* BEGIN *
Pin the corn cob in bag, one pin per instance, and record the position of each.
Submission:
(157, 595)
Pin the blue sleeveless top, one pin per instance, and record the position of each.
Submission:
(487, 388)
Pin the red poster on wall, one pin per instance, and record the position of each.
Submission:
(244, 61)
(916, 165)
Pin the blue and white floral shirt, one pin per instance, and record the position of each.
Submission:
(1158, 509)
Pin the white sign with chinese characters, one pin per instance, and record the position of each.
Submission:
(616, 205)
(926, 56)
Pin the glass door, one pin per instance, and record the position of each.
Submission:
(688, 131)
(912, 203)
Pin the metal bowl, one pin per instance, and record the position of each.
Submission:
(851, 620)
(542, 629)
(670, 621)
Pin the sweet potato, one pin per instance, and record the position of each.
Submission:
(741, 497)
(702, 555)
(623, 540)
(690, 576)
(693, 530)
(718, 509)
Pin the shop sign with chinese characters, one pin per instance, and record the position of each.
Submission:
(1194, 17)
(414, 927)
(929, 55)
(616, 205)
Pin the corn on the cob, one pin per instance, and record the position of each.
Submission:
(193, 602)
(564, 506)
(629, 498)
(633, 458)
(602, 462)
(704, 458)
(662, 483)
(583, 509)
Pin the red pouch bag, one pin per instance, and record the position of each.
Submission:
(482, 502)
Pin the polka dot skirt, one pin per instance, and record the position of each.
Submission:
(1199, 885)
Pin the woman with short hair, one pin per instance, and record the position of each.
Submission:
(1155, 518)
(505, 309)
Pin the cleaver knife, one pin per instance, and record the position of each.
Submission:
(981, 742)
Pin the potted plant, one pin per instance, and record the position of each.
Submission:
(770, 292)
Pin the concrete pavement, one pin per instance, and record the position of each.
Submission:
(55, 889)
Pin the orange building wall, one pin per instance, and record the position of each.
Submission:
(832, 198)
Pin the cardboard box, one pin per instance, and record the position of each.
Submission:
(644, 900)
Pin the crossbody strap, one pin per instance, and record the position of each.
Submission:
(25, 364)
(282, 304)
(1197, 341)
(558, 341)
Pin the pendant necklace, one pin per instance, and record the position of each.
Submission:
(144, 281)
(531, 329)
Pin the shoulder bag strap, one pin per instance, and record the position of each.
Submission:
* END *
> _YOUR OBJECTIVE_
Put every line of the entries above into a numbered list, leaving out any blank lines.

> _SOLUTION FOR THIS EXERCISE_
1. Pin the corn cob in bag, one pin per instance, and record the position of each.
2. Submission:
3. (157, 595)
4. Pin the blue sleeveless top, one pin per instance, and record the position of each.
5. Submission:
6. (487, 388)
7. Pin the red poster on wall, one pin per instance, and record the position of each.
8. Submission:
9. (244, 61)
10. (916, 165)
11. Pin the blue and white floral shirt, one pin per instance, and record the position of each.
12. Submission:
13. (1158, 509)
14. Pin the white sign with chinese characters, one pin per instance, and record the position of each.
15. Submission:
16. (616, 205)
17. (926, 56)
18. Pin the glass door, one pin per instance, and record the position of each.
19. Submission:
20. (688, 131)
21. (912, 203)
22. Pin the metal bowl, one pin per instance, and record the position of each.
23. Submission:
24. (851, 620)
25. (542, 629)
26. (670, 621)
27. Pin the sweet potato, one pin per instance, and record the position of each.
28. Submission:
29. (741, 497)
30. (702, 555)
31. (623, 540)
32. (690, 576)
33. (693, 530)
34. (718, 509)
35. Pin the shop sign with chinese characters, one pin per instance, and record the position of each.
36. Submission:
37. (1194, 17)
38. (414, 927)
39. (929, 55)
40. (616, 205)
41. Pin the corn on the cob, one pin per instance, and record the position of each.
42. Submission:
43. (193, 602)
44. (564, 506)
45. (629, 498)
46. (633, 458)
47. (602, 462)
48. (704, 458)
49. (662, 483)
50. (583, 509)
51. Pin the red pouch bag, one pin per instance, and record the position of each.
52. Submission:
53. (482, 502)
54. Pin the polka dot skirt, one pin per instance, and record the position of each.
55. Submission:
56. (1199, 885)
57. Pin the woman with short hair, one pin per instance, and record the position of each.
58. Submission:
59. (1155, 518)
60. (505, 309)
61. Pin the cleaver knife, one pin per instance, and record the position of each.
62. Submission:
63. (981, 742)
64. Pin the potted plant, one pin per instance, and record the position of each.
65. Submission:
66. (770, 292)
67. Pin the concrete pavement, one pin per instance, and record the position of each.
68. Submission:
69. (55, 889)
70. Pin the orange building wall, one pin per instance, and record the position of each.
71. Submission:
72. (832, 198)
73. Pin the cardboard box, one pin per instance, and record the position of each.
74. Submission:
75. (644, 900)
76. Pin the crossbody strap, one pin per instance, and record the position of each.
77. Submission:
78. (25, 364)
79. (282, 304)
80. (1197, 341)
81. (558, 341)
82. Pin the pendant necklace, one pin per instance, and record the position of each.
83. Submission:
84. (144, 281)
85. (531, 329)
86. Pin the shoulder bag strap, one pin per instance, and record the position of each.
87. Submission:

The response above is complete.